Despite the historic funding that was funneled into the field in the wake of the pandemic, early care and education continues to be one of the most beleaguered occupations in the United States.
Early childhood educators earn, on average, $13.07 per hour, a wage that puts them in the bottom 3 percent of workers nationally. (Elementary and middle school teachers, by comparison, earn an average of $31.80 per hour, and U.S. workers, across occupations, earn about $23 an hour.)
That’s according to findings from the 2024 Early Childhood Workforce Index, a report that typically comes out every two years and is produced and authored by a team of researchers at the Center for the Study of Child Care Employment (CSCCE) at the University of California, Berkeley.
The U.S. early care and education system was broken long before the pandemic, thanks to a dynamic where families can’t afford to pay more while providers can’t afford to charge less. Those costs are, in effect, subsidized by the paltry wages earned by early childhood educators — the teachers and staff in these programs, about 98 percent of whom are women and half of whom are women of color — even though they are entrusted with one of the most important jobs that exists, said Caitlin McLean, lead author of the report and director of multi-state programs at CSCCE.
“Our child care workforce — the majority of whom have some higher education — are building our children’s brains in the most critical period of their development,” McLean said during a press call last week. “[Yet] early educators are paid so little that many worry where their next meal will come from.”
•••
GOAL OF THE EXERCISE> According to the article on early childhood educator pay, how much do early childhood educators earn per hour on average?

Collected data
•••
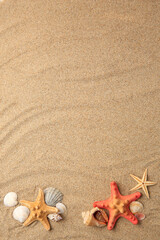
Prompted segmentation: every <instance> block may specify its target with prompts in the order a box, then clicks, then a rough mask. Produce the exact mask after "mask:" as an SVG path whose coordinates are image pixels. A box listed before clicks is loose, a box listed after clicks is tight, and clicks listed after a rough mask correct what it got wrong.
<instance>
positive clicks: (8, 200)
mask: <svg viewBox="0 0 160 240" xmlns="http://www.w3.org/2000/svg"><path fill="white" fill-rule="evenodd" d="M17 198H18V197H17V194H16V193H15V192H9V193H7V194H6V196H5V197H4V200H3V202H4V205H5V206H6V207H13V206H16V205H17V204H18V201H17Z"/></svg>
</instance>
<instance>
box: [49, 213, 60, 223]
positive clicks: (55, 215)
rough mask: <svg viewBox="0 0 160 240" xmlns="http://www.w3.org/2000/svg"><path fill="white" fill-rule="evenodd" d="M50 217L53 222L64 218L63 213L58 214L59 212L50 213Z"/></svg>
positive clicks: (54, 221)
mask: <svg viewBox="0 0 160 240" xmlns="http://www.w3.org/2000/svg"><path fill="white" fill-rule="evenodd" d="M48 218H49V219H50V220H51V221H53V222H59V221H60V220H62V219H63V218H62V217H61V215H59V214H57V213H52V214H49V215H48Z"/></svg>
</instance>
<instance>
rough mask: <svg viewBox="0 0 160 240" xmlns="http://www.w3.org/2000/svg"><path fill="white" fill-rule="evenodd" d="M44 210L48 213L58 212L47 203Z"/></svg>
mask: <svg viewBox="0 0 160 240" xmlns="http://www.w3.org/2000/svg"><path fill="white" fill-rule="evenodd" d="M45 210H46V211H47V213H48V214H51V213H58V211H59V210H58V208H55V207H50V206H48V205H46V206H45Z"/></svg>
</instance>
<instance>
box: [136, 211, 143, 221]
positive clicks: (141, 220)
mask: <svg viewBox="0 0 160 240" xmlns="http://www.w3.org/2000/svg"><path fill="white" fill-rule="evenodd" d="M135 217H136V218H137V219H138V220H139V221H142V220H143V219H145V215H144V214H143V213H135Z"/></svg>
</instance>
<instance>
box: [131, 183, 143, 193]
mask: <svg viewBox="0 0 160 240" xmlns="http://www.w3.org/2000/svg"><path fill="white" fill-rule="evenodd" d="M140 188H142V183H139V184H137V185H136V186H135V187H134V188H132V189H131V190H130V191H135V190H138V189H140Z"/></svg>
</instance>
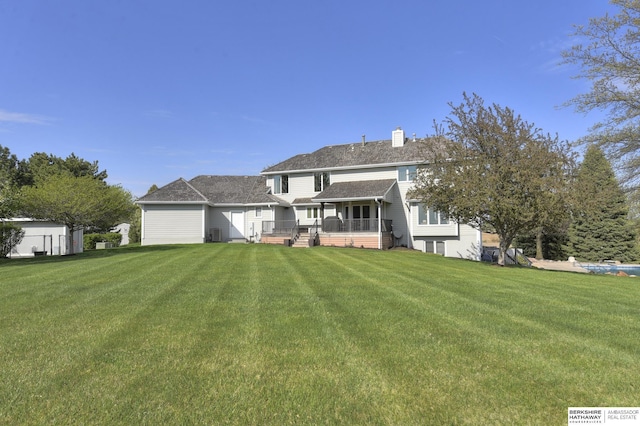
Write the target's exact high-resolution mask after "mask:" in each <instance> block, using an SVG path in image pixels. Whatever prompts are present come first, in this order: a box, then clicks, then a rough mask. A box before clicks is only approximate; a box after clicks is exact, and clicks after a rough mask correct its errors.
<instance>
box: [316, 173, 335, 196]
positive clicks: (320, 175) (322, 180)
mask: <svg viewBox="0 0 640 426" xmlns="http://www.w3.org/2000/svg"><path fill="white" fill-rule="evenodd" d="M329 185H331V174H330V173H329V172H321V173H320V172H318V173H314V174H313V190H314V191H315V192H322V191H324V190H325V189H327V188H328V187H329Z"/></svg>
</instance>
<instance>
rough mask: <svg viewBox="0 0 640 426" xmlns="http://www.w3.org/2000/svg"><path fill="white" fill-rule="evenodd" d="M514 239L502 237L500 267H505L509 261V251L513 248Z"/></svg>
mask: <svg viewBox="0 0 640 426" xmlns="http://www.w3.org/2000/svg"><path fill="white" fill-rule="evenodd" d="M511 240H512V239H506V238H503V237H502V236H500V243H499V246H500V254H498V265H500V266H504V265H505V261H506V259H507V250H509V246H511Z"/></svg>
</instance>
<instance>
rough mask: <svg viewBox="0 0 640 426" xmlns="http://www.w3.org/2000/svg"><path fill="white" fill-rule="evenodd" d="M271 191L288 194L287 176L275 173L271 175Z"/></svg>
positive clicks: (279, 193)
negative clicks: (273, 175)
mask: <svg viewBox="0 0 640 426" xmlns="http://www.w3.org/2000/svg"><path fill="white" fill-rule="evenodd" d="M273 193H274V194H288V193H289V176H288V175H277V176H274V177H273Z"/></svg>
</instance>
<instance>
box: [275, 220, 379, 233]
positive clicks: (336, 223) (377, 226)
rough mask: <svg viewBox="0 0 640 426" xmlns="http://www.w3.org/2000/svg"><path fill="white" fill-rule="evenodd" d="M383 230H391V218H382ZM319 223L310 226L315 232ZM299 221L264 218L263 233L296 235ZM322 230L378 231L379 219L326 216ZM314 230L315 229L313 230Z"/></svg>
mask: <svg viewBox="0 0 640 426" xmlns="http://www.w3.org/2000/svg"><path fill="white" fill-rule="evenodd" d="M380 224H381V226H382V232H391V219H382V220H380ZM318 226H319V225H318V223H317V221H316V223H315V224H314V225H313V226H310V227H309V230H310V231H312V230H314V229H315V232H317V230H318ZM298 228H299V223H298V221H296V220H264V221H262V233H263V234H265V235H295V234H297V232H298ZM321 229H322V232H378V219H347V220H341V219H337V218H326V219H325V220H323V221H322V225H321ZM312 232H313V231H312Z"/></svg>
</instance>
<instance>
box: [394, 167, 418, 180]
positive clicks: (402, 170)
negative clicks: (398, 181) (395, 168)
mask: <svg viewBox="0 0 640 426" xmlns="http://www.w3.org/2000/svg"><path fill="white" fill-rule="evenodd" d="M417 174H418V167H417V166H400V167H398V181H399V182H411V181H413V180H415V178H416V175H417Z"/></svg>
•••
ANSWER BOX> $13.07 per hour